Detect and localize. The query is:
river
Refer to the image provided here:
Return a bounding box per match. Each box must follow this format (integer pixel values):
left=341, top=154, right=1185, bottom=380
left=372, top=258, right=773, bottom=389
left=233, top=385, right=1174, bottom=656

###

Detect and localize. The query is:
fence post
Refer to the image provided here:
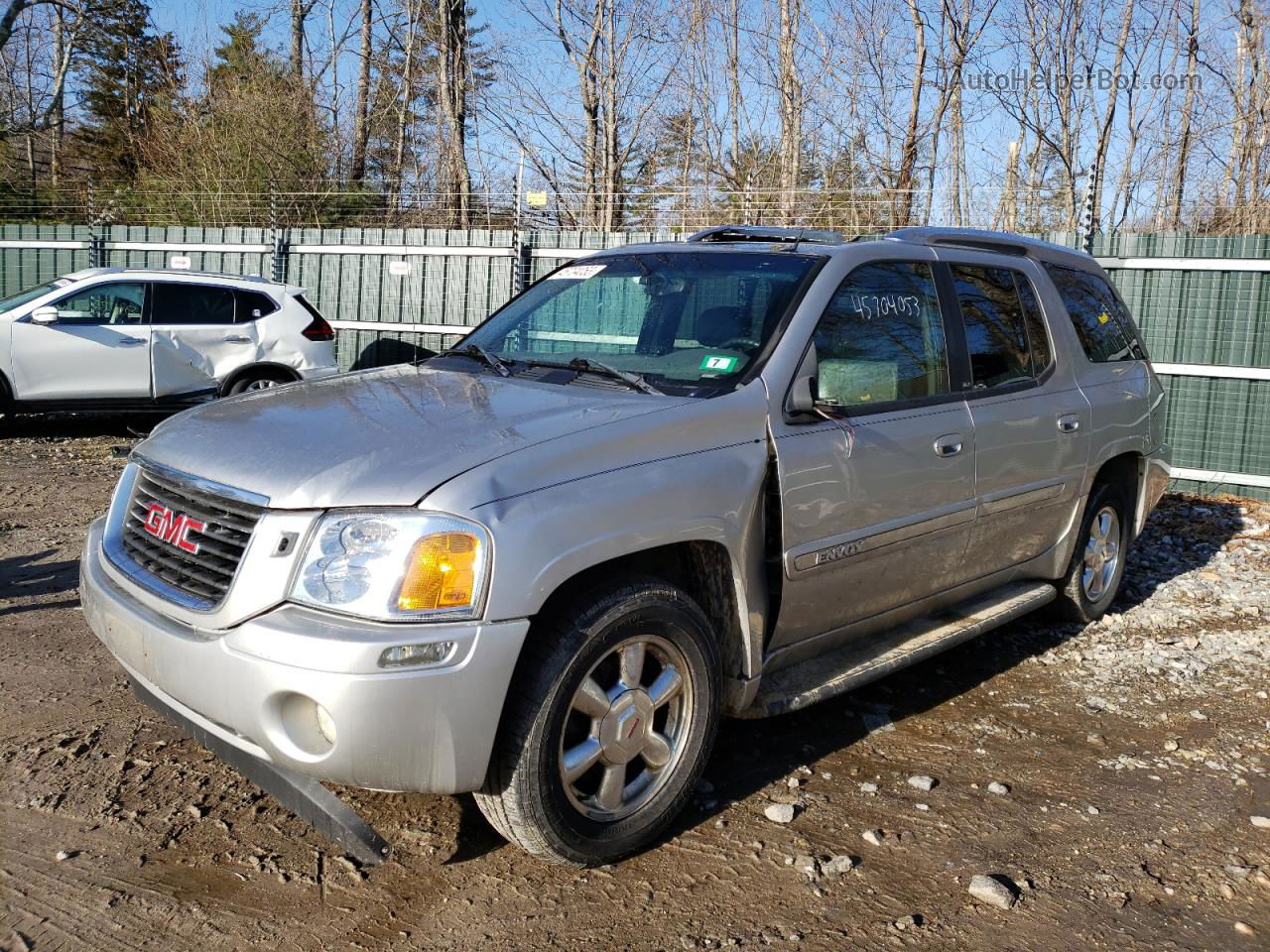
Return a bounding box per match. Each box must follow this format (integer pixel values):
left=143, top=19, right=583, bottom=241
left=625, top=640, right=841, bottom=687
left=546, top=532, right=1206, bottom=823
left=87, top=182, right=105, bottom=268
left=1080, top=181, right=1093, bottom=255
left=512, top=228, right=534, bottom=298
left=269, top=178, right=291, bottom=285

###

» DESCRIPTION OF THE TASK
Pull out each line of the records that contains the word "left" and list those lines.

» RESULT BELOW
left=341, top=154, right=1185, bottom=380
left=372, top=258, right=773, bottom=389
left=233, top=385, right=1174, bottom=656
left=143, top=19, right=583, bottom=241
left=625, top=640, right=841, bottom=687
left=546, top=532, right=1206, bottom=823
left=87, top=182, right=105, bottom=268
left=1080, top=181, right=1093, bottom=255
left=512, top=228, right=534, bottom=298
left=269, top=178, right=291, bottom=285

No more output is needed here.